# [Provided records]
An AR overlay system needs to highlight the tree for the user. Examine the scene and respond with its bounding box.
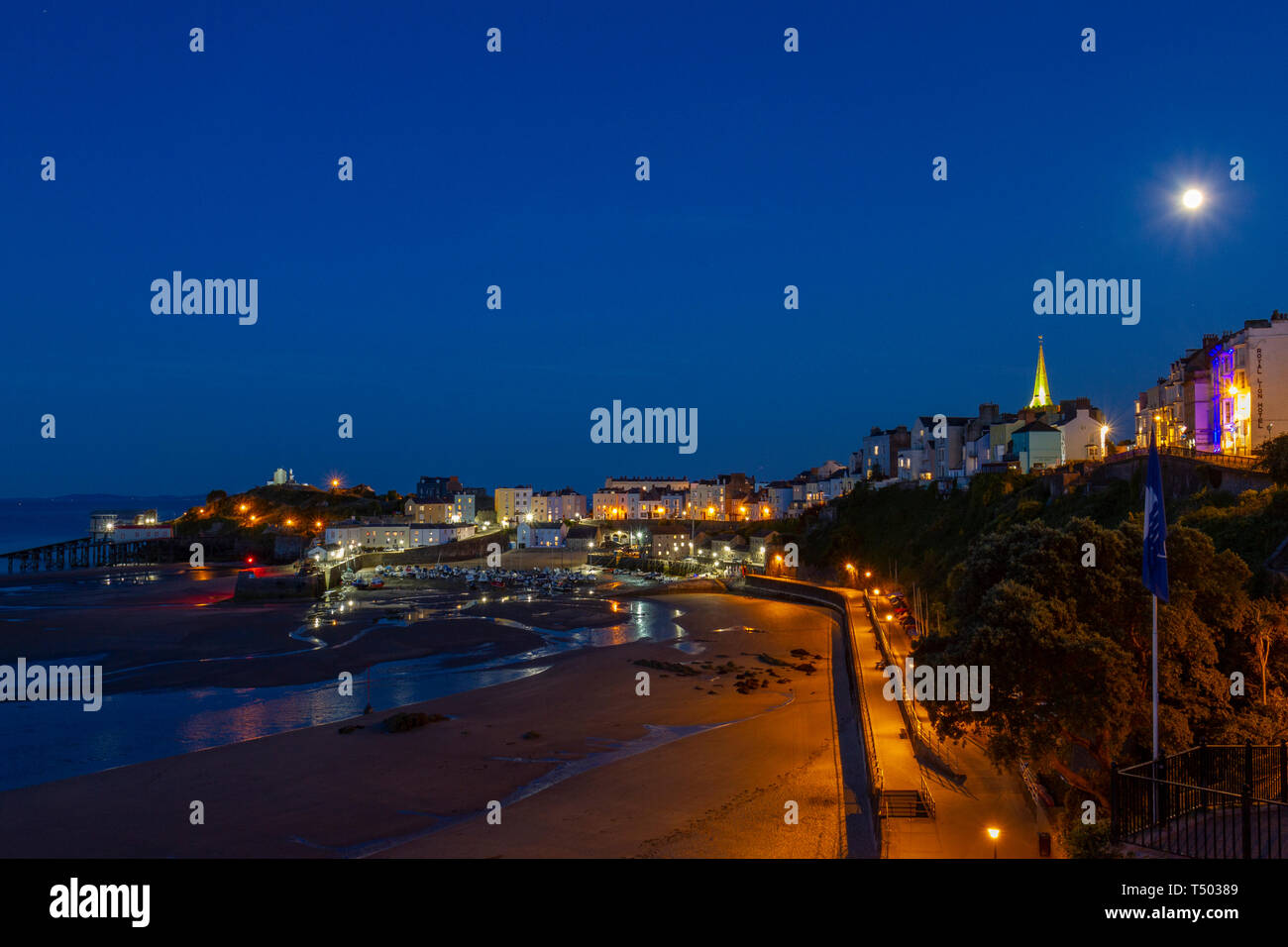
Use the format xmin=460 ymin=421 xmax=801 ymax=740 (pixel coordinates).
xmin=1256 ymin=434 xmax=1288 ymax=484
xmin=915 ymin=518 xmax=1250 ymax=801
xmin=1244 ymin=599 xmax=1288 ymax=706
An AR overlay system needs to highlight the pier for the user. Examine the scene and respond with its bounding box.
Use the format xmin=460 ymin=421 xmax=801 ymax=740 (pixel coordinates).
xmin=0 ymin=536 xmax=174 ymax=573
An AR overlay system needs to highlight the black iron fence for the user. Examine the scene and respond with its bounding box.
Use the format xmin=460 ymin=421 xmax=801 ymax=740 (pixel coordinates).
xmin=1111 ymin=742 xmax=1288 ymax=858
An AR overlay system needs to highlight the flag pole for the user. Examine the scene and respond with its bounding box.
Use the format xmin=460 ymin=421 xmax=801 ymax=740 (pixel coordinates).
xmin=1150 ymin=595 xmax=1158 ymax=760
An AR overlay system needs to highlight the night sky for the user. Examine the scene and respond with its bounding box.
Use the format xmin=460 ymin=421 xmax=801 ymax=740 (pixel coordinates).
xmin=0 ymin=0 xmax=1288 ymax=496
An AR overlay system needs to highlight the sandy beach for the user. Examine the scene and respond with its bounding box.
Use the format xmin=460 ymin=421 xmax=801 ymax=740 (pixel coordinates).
xmin=0 ymin=594 xmax=871 ymax=858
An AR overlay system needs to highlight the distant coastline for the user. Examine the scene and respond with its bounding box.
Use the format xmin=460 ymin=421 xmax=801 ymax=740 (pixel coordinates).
xmin=0 ymin=493 xmax=205 ymax=553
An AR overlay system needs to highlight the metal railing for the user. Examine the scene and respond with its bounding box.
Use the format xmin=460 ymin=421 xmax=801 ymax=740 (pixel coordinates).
xmin=1111 ymin=743 xmax=1288 ymax=858
xmin=863 ymin=592 xmax=957 ymax=773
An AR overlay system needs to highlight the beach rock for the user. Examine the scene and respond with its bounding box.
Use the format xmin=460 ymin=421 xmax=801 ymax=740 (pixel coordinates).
xmin=381 ymin=714 xmax=448 ymax=733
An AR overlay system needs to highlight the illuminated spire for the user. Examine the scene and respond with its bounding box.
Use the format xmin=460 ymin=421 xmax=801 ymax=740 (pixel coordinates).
xmin=1029 ymin=335 xmax=1055 ymax=407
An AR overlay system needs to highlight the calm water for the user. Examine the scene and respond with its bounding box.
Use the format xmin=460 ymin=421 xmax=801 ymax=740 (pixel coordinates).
xmin=0 ymin=600 xmax=686 ymax=789
xmin=0 ymin=496 xmax=205 ymax=553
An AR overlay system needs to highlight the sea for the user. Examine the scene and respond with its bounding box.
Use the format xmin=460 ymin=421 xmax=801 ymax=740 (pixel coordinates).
xmin=0 ymin=493 xmax=206 ymax=553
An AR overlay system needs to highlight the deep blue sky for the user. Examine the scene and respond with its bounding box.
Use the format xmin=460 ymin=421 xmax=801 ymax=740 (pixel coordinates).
xmin=0 ymin=0 xmax=1288 ymax=496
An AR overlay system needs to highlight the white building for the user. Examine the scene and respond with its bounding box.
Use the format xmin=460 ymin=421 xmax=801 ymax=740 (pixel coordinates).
xmin=409 ymin=523 xmax=474 ymax=549
xmin=518 ymin=520 xmax=568 ymax=549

# [Description of the task]
Copy every one of the records above word for word, leaving out the pictures.

# [Written response]
An AR overlay system needs to highlight the tree for the user. Examine the scene and respond with its bounding box.
Use the format xmin=460 ymin=421 xmax=801 ymax=740 (pixel coordinates).
xmin=1256 ymin=434 xmax=1288 ymax=484
xmin=915 ymin=518 xmax=1250 ymax=801
xmin=1244 ymin=599 xmax=1288 ymax=706
An AR overlay system needs to highlight the pier for the user. Examine the scene and respond with its bounding box.
Use the format xmin=460 ymin=421 xmax=801 ymax=740 (pixel coordinates).
xmin=0 ymin=536 xmax=174 ymax=573
An AR overlay system needs to highlight the black iron fence for the user. Examine the scene and respond with its bounding box.
Use the format xmin=460 ymin=421 xmax=801 ymax=740 (pixel coordinates).
xmin=1111 ymin=742 xmax=1288 ymax=858
An AR overlay system needs to highlight the flag pole for the user. Examine the scene and respond with its bounding box.
Use the format xmin=460 ymin=421 xmax=801 ymax=740 (pixel coordinates).
xmin=1150 ymin=595 xmax=1158 ymax=760
An AR overlay system needs to highlight the night sky for the user. Examine the scene and respond with its bounding box.
Use the format xmin=460 ymin=421 xmax=801 ymax=740 (pixel coordinates).
xmin=0 ymin=0 xmax=1288 ymax=496
An AR overlay system needs to highlight the sandy beach for the user. Examine the scene and respond with its bounding box.
Use the format xmin=460 ymin=421 xmax=801 ymax=740 (pixel coordinates).
xmin=0 ymin=594 xmax=871 ymax=858
An AR overlay system needs to highlight the distant coastline for the user. Examine the scene and respond with its bounding box.
Use the format xmin=460 ymin=421 xmax=801 ymax=740 (pixel coordinates).
xmin=0 ymin=493 xmax=205 ymax=553
An AR overlay system needs to highlight the metal railing for the user. Examine the scene and respond with its bounding box.
Use the format xmin=460 ymin=421 xmax=801 ymax=740 (pixel coordinates).
xmin=1111 ymin=743 xmax=1288 ymax=858
xmin=863 ymin=592 xmax=957 ymax=773
An AR overlay system needs to highlight the beach rock for the user. Examine the scene and respond with its bounding box.
Use the format xmin=460 ymin=421 xmax=801 ymax=740 (pixel coordinates).
xmin=381 ymin=714 xmax=448 ymax=733
An AR overlay system needs to highlight the illuminated spire for the user. Examine the scene and respond with its bounding box.
Use the format xmin=460 ymin=421 xmax=801 ymax=740 (pixel coordinates).
xmin=1029 ymin=335 xmax=1055 ymax=407
An AR overlay system needs to highlight the calm water for the user. Examine the scene and respond with its bounding box.
Use the format xmin=460 ymin=421 xmax=801 ymax=740 (pixel coordinates).
xmin=0 ymin=600 xmax=686 ymax=789
xmin=0 ymin=496 xmax=205 ymax=553
An AR overlay system needs to highlight the sea for the user. Examine the scene and respond with its bounding box.
Use the format xmin=460 ymin=421 xmax=801 ymax=740 (pixel coordinates).
xmin=0 ymin=493 xmax=206 ymax=553
An AR overlay system needs to highlight the deep blue sky for the user. Examine the scene and respond with its bounding box.
Use the format xmin=460 ymin=421 xmax=801 ymax=740 (pixel coordinates).
xmin=0 ymin=0 xmax=1288 ymax=496
An AR overlay system needs to highlight the white building for the user. Examine the scene and respond with its bounding box.
Use the format xmin=460 ymin=421 xmax=801 ymax=740 (pixel coordinates).
xmin=409 ymin=523 xmax=474 ymax=549
xmin=518 ymin=520 xmax=568 ymax=549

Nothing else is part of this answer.